- Task instructions -
How many lines in the records below contain the word "greenhouse"? Reply with the number only.
-- START Extracted material --
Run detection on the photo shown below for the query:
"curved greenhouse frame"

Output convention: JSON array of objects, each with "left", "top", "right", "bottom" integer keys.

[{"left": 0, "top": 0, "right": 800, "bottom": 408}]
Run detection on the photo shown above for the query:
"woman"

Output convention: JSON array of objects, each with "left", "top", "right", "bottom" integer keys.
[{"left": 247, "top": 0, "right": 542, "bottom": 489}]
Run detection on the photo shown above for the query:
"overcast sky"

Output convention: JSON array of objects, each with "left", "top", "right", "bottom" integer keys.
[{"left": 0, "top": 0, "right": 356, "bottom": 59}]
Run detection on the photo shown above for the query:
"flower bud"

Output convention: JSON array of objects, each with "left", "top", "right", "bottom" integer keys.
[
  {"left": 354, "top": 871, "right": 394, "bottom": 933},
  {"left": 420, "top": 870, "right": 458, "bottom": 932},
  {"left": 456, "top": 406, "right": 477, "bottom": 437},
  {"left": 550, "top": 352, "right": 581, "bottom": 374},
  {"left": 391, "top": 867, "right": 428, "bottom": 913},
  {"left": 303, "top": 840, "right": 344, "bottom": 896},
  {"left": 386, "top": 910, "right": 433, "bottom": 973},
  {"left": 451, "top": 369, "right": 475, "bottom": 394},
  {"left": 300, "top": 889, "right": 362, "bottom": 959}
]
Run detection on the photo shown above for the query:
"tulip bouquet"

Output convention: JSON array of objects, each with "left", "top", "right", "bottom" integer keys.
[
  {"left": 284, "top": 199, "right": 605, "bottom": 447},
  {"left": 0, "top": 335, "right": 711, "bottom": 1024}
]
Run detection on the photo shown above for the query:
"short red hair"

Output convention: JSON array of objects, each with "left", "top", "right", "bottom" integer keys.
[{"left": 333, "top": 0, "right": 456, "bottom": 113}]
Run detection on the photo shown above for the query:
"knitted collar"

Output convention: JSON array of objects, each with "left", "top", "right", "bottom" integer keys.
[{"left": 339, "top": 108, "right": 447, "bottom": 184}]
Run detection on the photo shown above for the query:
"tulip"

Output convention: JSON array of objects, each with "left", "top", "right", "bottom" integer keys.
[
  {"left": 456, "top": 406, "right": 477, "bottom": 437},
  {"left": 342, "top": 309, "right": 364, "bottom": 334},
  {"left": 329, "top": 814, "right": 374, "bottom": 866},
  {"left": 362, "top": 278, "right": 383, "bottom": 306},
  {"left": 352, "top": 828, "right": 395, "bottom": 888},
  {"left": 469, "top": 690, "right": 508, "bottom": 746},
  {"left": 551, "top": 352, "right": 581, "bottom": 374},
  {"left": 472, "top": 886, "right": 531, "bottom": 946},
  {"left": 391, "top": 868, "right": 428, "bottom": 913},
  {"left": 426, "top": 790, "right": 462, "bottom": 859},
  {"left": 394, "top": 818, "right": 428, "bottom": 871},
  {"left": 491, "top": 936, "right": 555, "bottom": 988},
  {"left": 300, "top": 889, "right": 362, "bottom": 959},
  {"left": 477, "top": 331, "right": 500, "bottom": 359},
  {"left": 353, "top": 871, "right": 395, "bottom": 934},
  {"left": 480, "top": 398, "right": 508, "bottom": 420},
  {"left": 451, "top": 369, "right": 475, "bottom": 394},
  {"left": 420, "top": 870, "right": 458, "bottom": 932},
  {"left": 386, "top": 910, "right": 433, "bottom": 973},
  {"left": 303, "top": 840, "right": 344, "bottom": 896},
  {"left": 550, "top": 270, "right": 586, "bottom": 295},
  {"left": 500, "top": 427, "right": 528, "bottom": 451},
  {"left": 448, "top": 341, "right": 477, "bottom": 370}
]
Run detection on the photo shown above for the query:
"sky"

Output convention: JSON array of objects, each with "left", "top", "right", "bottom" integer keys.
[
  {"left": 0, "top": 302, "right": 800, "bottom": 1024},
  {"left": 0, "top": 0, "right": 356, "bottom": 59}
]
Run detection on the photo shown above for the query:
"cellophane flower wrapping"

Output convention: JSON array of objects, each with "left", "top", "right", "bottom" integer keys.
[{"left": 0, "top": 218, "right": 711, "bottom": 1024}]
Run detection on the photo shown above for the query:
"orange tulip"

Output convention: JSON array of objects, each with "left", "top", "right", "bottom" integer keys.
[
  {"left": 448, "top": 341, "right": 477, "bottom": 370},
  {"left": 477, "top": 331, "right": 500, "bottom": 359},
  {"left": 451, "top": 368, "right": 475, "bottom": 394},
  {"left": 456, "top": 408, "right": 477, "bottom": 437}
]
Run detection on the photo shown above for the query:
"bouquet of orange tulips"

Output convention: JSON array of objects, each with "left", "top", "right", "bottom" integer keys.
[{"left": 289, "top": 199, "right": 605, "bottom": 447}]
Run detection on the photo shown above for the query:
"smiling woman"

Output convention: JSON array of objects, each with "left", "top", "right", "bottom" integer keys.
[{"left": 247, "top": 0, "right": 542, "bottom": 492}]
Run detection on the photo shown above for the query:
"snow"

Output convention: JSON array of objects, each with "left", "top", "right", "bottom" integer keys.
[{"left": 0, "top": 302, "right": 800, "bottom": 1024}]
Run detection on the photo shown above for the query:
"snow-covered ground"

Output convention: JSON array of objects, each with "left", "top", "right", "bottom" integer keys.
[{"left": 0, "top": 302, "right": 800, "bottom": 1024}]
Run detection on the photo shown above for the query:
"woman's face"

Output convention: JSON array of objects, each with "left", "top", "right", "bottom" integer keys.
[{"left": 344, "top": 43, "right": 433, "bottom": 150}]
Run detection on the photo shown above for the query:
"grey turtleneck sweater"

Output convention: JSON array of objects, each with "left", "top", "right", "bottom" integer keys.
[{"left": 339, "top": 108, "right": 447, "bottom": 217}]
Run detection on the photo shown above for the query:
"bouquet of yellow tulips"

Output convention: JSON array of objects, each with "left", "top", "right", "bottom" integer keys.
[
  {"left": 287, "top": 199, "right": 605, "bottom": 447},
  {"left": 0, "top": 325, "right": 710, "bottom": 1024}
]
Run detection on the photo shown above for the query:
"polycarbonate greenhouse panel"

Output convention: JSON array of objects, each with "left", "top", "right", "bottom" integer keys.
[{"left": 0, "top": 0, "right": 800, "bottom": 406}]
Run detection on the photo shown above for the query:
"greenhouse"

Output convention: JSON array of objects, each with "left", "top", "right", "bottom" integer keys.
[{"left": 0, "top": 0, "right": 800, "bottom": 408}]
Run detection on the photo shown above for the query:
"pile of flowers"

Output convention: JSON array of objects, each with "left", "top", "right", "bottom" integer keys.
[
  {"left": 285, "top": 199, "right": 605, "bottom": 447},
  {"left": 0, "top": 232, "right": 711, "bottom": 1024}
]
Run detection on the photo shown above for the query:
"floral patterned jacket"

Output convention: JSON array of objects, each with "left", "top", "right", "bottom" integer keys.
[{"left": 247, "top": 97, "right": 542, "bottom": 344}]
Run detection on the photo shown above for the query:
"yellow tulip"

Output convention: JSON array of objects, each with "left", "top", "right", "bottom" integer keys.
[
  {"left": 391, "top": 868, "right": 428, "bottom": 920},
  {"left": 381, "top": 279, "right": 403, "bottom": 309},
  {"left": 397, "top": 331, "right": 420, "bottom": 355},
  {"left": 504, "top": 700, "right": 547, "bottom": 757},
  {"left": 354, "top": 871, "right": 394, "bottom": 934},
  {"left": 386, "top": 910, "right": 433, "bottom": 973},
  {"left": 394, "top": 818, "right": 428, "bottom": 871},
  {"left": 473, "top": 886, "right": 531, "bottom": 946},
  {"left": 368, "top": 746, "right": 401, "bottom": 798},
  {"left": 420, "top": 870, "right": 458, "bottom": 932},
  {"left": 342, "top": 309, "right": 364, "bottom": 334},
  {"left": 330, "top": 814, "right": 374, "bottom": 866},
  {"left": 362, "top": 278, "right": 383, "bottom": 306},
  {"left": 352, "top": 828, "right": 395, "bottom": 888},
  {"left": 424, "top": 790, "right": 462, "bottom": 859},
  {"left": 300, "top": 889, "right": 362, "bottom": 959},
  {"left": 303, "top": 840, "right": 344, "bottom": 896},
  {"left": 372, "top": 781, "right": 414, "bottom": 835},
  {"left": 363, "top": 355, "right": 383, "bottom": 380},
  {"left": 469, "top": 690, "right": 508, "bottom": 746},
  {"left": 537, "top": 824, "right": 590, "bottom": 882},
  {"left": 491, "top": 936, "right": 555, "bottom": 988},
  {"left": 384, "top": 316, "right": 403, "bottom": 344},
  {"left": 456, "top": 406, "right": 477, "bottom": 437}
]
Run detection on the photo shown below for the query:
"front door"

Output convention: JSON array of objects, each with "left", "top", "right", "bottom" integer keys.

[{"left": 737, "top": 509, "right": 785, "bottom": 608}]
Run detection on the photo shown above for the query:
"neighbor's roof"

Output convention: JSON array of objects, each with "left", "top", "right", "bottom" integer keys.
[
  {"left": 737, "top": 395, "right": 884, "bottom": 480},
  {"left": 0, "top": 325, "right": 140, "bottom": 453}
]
-- END Extracted material --
- Exercise solution -
3